**Given instruction:**
Copy out every line from the one containing "task: mark the region of the printed" through the end of the items, including both ends, and leave the pictures out of your copy.

**Given records:**

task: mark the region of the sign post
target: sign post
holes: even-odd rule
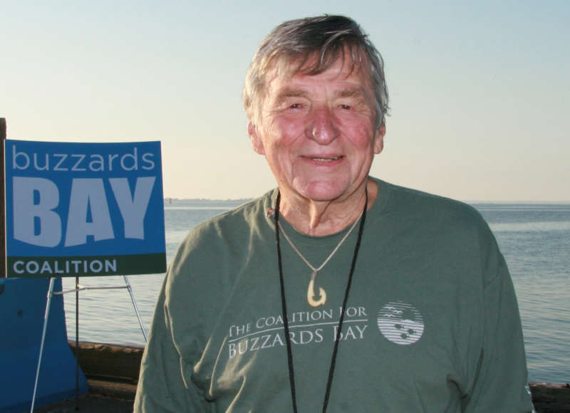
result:
[[[6,277],[50,278],[33,411],[56,277],[76,277],[77,294],[86,289],[80,276],[123,276],[118,288],[128,289],[147,338],[126,276],[166,271],[160,142],[8,140],[4,152],[1,268]]]

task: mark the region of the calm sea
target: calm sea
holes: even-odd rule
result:
[[[166,200],[167,260],[197,224],[238,202]],[[507,259],[519,299],[529,381],[570,381],[570,204],[474,204],[484,216]],[[148,330],[164,274],[132,276],[129,281]],[[73,287],[64,278],[64,289]],[[123,286],[123,277],[85,277],[86,287]],[[68,335],[76,335],[75,294],[65,296]],[[142,345],[145,343],[125,289],[80,293],[79,339]]]

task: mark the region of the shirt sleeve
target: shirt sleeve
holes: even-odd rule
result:
[[[163,286],[141,362],[134,412],[211,412],[201,390],[192,380],[184,380],[183,372],[192,366],[182,360],[175,345],[165,297]]]
[[[484,289],[482,348],[472,390],[463,400],[463,410],[534,412],[514,289],[497,248],[491,256],[487,268],[491,268],[493,278]]]

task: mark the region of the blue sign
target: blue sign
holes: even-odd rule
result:
[[[166,271],[160,142],[4,147],[6,276]]]

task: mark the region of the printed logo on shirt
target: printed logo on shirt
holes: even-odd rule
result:
[[[385,338],[400,345],[413,344],[423,334],[423,319],[412,305],[388,303],[378,311],[378,328]]]

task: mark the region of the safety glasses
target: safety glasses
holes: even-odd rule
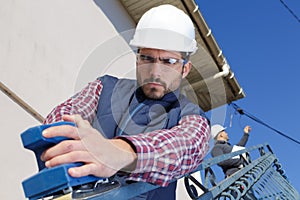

**Written solution:**
task: mark the region of the printed logo on shirt
target: printed logo on shirt
holes: even-odd rule
result:
[[[385,338],[400,345],[413,344],[423,334],[423,319],[412,305],[388,303],[378,311],[378,328]]]

task: mark the region of the safety glasses
target: safety glasses
holes: even-odd rule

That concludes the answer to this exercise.